TASK DESCRIPTION: Copy the lines below word for word, skipping any image.

DATA EXTRACT:
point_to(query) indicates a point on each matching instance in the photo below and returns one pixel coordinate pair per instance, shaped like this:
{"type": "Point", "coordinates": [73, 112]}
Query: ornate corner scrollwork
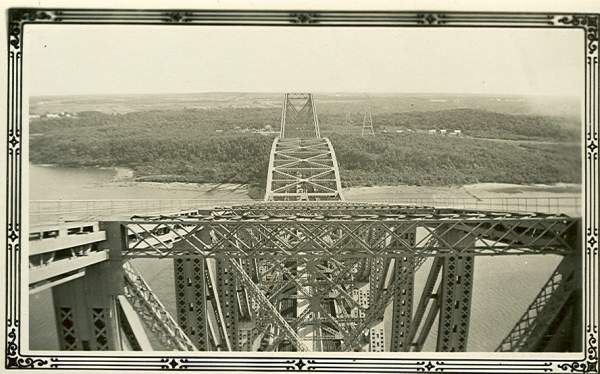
{"type": "Point", "coordinates": [17, 17]}
{"type": "Point", "coordinates": [428, 366]}
{"type": "Point", "coordinates": [303, 18]}
{"type": "Point", "coordinates": [590, 363]}
{"type": "Point", "coordinates": [299, 365]}
{"type": "Point", "coordinates": [590, 23]}
{"type": "Point", "coordinates": [13, 360]}
{"type": "Point", "coordinates": [173, 363]}
{"type": "Point", "coordinates": [430, 19]}
{"type": "Point", "coordinates": [178, 17]}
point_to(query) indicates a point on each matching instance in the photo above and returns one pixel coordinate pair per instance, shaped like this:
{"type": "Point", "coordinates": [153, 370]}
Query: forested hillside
{"type": "Point", "coordinates": [210, 146]}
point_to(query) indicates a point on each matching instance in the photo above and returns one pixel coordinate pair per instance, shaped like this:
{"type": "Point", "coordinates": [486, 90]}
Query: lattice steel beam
{"type": "Point", "coordinates": [153, 312]}
{"type": "Point", "coordinates": [296, 237]}
{"type": "Point", "coordinates": [299, 116]}
{"type": "Point", "coordinates": [302, 169]}
{"type": "Point", "coordinates": [529, 333]}
{"type": "Point", "coordinates": [455, 298]}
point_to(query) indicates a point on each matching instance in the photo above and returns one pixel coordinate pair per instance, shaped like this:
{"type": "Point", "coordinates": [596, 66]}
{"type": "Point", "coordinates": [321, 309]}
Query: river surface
{"type": "Point", "coordinates": [503, 286]}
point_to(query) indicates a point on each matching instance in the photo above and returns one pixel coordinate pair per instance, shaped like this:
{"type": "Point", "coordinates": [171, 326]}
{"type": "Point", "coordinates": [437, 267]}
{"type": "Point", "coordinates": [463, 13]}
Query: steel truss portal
{"type": "Point", "coordinates": [320, 276]}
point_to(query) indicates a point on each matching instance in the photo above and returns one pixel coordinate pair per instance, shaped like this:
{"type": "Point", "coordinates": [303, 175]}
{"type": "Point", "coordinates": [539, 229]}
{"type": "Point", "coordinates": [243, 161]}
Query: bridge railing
{"type": "Point", "coordinates": [570, 205]}
{"type": "Point", "coordinates": [41, 211]}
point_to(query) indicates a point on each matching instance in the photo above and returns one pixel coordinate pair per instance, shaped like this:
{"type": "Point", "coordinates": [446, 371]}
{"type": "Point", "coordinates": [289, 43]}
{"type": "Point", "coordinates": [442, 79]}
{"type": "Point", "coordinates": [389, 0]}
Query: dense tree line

SOLUTION FOR THIS PROBLEM:
point_to(query) indicates a point on each matching instance in the photo below and returns one pixel coordinate pair per instance, shaped like this:
{"type": "Point", "coordinates": [73, 112]}
Query: ornate corner scrollwork
{"type": "Point", "coordinates": [17, 17]}
{"type": "Point", "coordinates": [428, 366]}
{"type": "Point", "coordinates": [303, 18]}
{"type": "Point", "coordinates": [590, 363]}
{"type": "Point", "coordinates": [299, 365]}
{"type": "Point", "coordinates": [590, 23]}
{"type": "Point", "coordinates": [13, 360]}
{"type": "Point", "coordinates": [173, 363]}
{"type": "Point", "coordinates": [430, 19]}
{"type": "Point", "coordinates": [178, 17]}
point_to(query) indicates a point on each matching instance in the photo above and returns one pixel coordinate pair per instance, shaped like this:
{"type": "Point", "coordinates": [153, 370]}
Query: forested hillside
{"type": "Point", "coordinates": [210, 146]}
point_to(query) indicates a point on each matching instance in the photo above and returns one pixel coordinate pair per instance, shaped like this:
{"type": "Point", "coordinates": [486, 90]}
Query: lattice steel beam
{"type": "Point", "coordinates": [153, 312]}
{"type": "Point", "coordinates": [296, 237]}
{"type": "Point", "coordinates": [299, 116]}
{"type": "Point", "coordinates": [302, 169]}
{"type": "Point", "coordinates": [529, 333]}
{"type": "Point", "coordinates": [455, 298]}
point_to(query) indicates a point on each matching instance in the photo above and returns one pixel coordinate pair per instance, shaped like this:
{"type": "Point", "coordinates": [596, 66]}
{"type": "Point", "coordinates": [321, 309]}
Query: river surface
{"type": "Point", "coordinates": [503, 286]}
point_to(query) indicates a point on each matching instance in the photo above and returns one pixel coordinate pair per instance, shaped like this:
{"type": "Point", "coordinates": [171, 326]}
{"type": "Point", "coordinates": [437, 267]}
{"type": "Point", "coordinates": [463, 13]}
Query: steel truss portal
{"type": "Point", "coordinates": [320, 276]}
point_to(query) indicates a point on each matching instance in the photo above and returns one pixel coordinate pair per instance, shaped like this:
{"type": "Point", "coordinates": [303, 175]}
{"type": "Point", "coordinates": [539, 229]}
{"type": "Point", "coordinates": [243, 161]}
Query: bridge railing
{"type": "Point", "coordinates": [570, 205]}
{"type": "Point", "coordinates": [41, 211]}
point_to(query) indicates a point on each matching instance in the photo above and returns one pixel coordinate pair per instance, shaped like this:
{"type": "Point", "coordinates": [446, 371]}
{"type": "Point", "coordinates": [289, 43]}
{"type": "Point", "coordinates": [442, 79]}
{"type": "Point", "coordinates": [389, 0]}
Query: dense tree line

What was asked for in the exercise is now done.